ACTION ITEM:
All of these records need to be duplicated exactly.

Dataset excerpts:

____

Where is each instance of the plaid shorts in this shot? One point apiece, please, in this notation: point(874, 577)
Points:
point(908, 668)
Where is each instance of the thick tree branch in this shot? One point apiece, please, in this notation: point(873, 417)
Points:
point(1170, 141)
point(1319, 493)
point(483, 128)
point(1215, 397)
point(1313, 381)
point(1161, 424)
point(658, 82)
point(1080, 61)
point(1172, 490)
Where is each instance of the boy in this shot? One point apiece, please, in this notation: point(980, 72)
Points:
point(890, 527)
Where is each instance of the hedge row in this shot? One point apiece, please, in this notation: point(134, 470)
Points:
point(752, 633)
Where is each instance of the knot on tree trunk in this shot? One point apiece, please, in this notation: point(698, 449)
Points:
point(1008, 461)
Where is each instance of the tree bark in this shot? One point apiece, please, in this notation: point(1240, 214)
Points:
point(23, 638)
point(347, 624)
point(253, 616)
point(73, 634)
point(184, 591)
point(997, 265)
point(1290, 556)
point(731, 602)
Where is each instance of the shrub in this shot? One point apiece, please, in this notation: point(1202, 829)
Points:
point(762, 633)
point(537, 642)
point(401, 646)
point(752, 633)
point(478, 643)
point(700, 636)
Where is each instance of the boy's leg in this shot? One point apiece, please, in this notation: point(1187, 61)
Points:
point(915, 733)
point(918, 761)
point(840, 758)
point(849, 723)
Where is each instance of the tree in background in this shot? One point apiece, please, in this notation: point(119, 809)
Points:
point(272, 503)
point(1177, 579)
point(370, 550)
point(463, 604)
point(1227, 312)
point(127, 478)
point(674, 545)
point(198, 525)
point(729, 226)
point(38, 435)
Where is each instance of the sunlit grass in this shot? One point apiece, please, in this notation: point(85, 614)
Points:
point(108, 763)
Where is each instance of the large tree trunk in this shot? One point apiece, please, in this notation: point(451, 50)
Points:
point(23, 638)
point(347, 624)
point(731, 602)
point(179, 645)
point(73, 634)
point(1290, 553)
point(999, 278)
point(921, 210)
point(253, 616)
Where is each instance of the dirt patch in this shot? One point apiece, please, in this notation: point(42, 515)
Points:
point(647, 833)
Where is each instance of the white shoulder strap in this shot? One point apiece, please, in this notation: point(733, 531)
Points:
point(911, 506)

____

ANSWER FOR THIS EXERCISE:
Where is each instance of the plaid shorts in this shot? One point apiece, please, in this notation: point(874, 577)
Points:
point(908, 668)
Where is each instance of the thick tree branch in this shot? One point apiece, please, in this notation: point(873, 417)
Points:
point(1170, 141)
point(1319, 493)
point(483, 128)
point(1215, 397)
point(1313, 381)
point(1161, 424)
point(658, 82)
point(1080, 61)
point(1172, 490)
Where is each instance of the boy in this shot? One point apiece, please, in this notation: point(980, 72)
Points:
point(890, 527)
Where is each instance of the hedge row in this shot? One point apiece, please, in this notation: point(134, 470)
Points:
point(752, 633)
Where is each instance of the knot on tree trunk in this shot? One point apiece, please, in this notation: point(698, 449)
Points:
point(1008, 461)
Where is each instance of the tree bark in this shot? One point apiece, please, in this notation: point(1240, 214)
Points:
point(23, 638)
point(347, 624)
point(253, 616)
point(73, 634)
point(184, 591)
point(997, 265)
point(1290, 556)
point(731, 602)
Where is each instance of the shrub in this shot? One point apiece, please, in this notation: point(1202, 829)
Points:
point(762, 633)
point(537, 642)
point(401, 646)
point(752, 633)
point(478, 643)
point(700, 636)
Where is each instance of the boy's leg in this shot? One point apiece, please, in this notation: point(1187, 61)
Points:
point(915, 733)
point(918, 761)
point(840, 758)
point(849, 723)
Where is each instance of the tree in background in this shot? One point apiece, please, in this notation: point(119, 809)
Points:
point(272, 503)
point(1177, 579)
point(370, 550)
point(463, 604)
point(1227, 312)
point(127, 478)
point(674, 545)
point(198, 525)
point(729, 226)
point(38, 435)
Where is each instance of the sunlit grass in this shot? One point apiece, please, in this notation: point(85, 614)
Points:
point(108, 763)
Where is each instance of the large tree trunk in this shot? One point apiece, please, in this notation: point(451, 50)
Points:
point(23, 638)
point(347, 624)
point(731, 602)
point(179, 645)
point(73, 634)
point(1290, 553)
point(999, 278)
point(921, 210)
point(253, 616)
Where is each instance of the dirt patch in this shot? One point apiece, please, in this notation: point(42, 515)
Points:
point(647, 833)
Where is each instance of the white shoulder strap in this shot? One point apiece, please, in this notation: point(733, 531)
Points:
point(911, 506)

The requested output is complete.